-- START --
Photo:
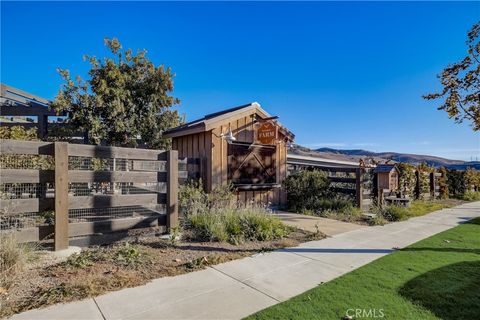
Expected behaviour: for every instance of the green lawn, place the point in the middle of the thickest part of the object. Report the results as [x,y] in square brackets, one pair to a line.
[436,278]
-- END --
-- START --
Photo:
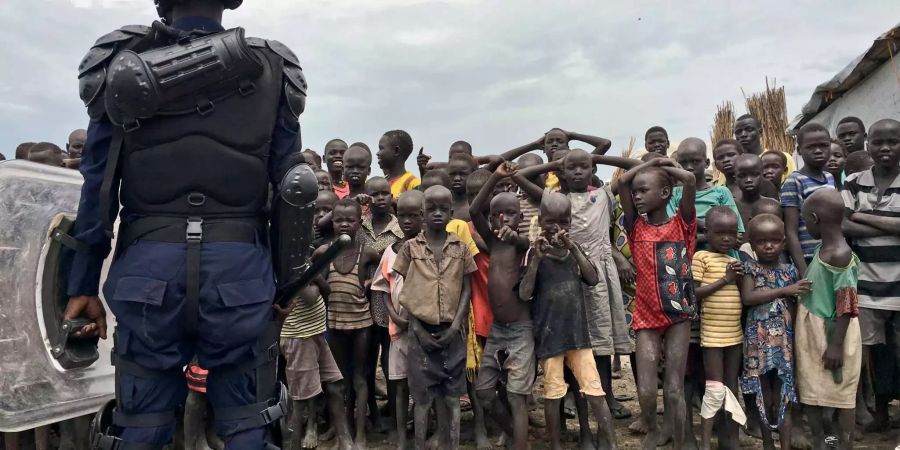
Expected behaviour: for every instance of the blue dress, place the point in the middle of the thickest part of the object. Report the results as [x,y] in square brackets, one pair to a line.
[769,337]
-- END --
-- START --
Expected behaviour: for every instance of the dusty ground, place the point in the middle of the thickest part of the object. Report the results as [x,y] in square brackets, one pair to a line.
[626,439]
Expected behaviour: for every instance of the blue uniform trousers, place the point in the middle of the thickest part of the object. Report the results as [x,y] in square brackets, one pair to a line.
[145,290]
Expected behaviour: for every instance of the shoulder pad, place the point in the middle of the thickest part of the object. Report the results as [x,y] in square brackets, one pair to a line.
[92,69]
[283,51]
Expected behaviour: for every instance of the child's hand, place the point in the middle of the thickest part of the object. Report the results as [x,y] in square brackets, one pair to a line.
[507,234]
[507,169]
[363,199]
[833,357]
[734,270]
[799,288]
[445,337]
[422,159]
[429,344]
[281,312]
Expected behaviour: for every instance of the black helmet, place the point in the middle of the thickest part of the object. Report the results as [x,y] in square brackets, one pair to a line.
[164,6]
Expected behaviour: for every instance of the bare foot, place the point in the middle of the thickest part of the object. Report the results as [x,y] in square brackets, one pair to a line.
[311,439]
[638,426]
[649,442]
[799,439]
-- END --
§ **Given task**
Count the lines in the material above that contain the string "blue", treating uppercase and lowercase letters as distinct. Give only the number.

§ **Answer in full**
2